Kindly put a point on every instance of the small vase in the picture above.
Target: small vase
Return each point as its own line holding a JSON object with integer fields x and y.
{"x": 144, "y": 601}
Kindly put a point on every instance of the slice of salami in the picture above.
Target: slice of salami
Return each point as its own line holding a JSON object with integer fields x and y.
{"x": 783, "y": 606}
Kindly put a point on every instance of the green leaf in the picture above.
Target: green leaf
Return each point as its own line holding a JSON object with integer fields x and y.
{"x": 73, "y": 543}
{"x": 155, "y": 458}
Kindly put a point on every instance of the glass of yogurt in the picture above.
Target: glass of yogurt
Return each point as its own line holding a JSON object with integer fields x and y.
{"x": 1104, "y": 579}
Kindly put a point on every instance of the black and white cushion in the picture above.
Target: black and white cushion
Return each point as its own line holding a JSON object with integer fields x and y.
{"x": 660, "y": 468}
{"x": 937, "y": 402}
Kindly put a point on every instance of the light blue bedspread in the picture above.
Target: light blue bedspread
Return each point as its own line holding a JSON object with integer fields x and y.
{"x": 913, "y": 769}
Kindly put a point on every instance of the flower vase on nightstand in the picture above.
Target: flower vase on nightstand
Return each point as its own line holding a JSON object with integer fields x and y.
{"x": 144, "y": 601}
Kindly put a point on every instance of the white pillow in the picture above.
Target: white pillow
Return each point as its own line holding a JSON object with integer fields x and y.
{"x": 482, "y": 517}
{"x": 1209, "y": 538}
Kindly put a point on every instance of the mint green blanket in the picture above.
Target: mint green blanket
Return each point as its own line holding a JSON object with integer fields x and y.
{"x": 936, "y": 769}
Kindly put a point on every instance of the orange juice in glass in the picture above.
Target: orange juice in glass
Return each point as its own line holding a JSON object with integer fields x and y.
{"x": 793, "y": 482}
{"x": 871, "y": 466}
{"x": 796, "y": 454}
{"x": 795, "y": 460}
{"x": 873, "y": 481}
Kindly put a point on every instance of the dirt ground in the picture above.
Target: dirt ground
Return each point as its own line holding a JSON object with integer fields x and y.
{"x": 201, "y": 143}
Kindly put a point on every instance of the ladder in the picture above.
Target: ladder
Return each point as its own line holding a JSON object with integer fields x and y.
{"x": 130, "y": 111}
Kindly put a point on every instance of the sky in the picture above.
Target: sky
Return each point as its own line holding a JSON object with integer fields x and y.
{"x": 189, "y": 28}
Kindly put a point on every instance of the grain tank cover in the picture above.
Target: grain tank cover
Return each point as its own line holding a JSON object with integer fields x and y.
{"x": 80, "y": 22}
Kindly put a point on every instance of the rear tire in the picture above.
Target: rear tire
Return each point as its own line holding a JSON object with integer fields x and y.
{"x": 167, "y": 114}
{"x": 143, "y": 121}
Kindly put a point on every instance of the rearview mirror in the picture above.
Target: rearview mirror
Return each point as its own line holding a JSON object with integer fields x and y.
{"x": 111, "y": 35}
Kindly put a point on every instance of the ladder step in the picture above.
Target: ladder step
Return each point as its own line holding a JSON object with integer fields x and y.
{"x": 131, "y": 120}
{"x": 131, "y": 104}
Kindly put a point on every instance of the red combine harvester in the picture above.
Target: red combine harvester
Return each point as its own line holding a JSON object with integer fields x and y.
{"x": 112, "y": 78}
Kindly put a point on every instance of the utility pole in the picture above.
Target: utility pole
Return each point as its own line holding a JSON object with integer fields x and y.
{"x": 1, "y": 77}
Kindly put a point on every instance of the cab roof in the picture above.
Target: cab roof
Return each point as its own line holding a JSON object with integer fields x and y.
········
Where does the string "flower" occur in the material? Copy every line where it does.

[Result of this exercise]
Kindly put a point on every instance of the flower vase on nightstand in the picture above.
Target: flower vase on nightstand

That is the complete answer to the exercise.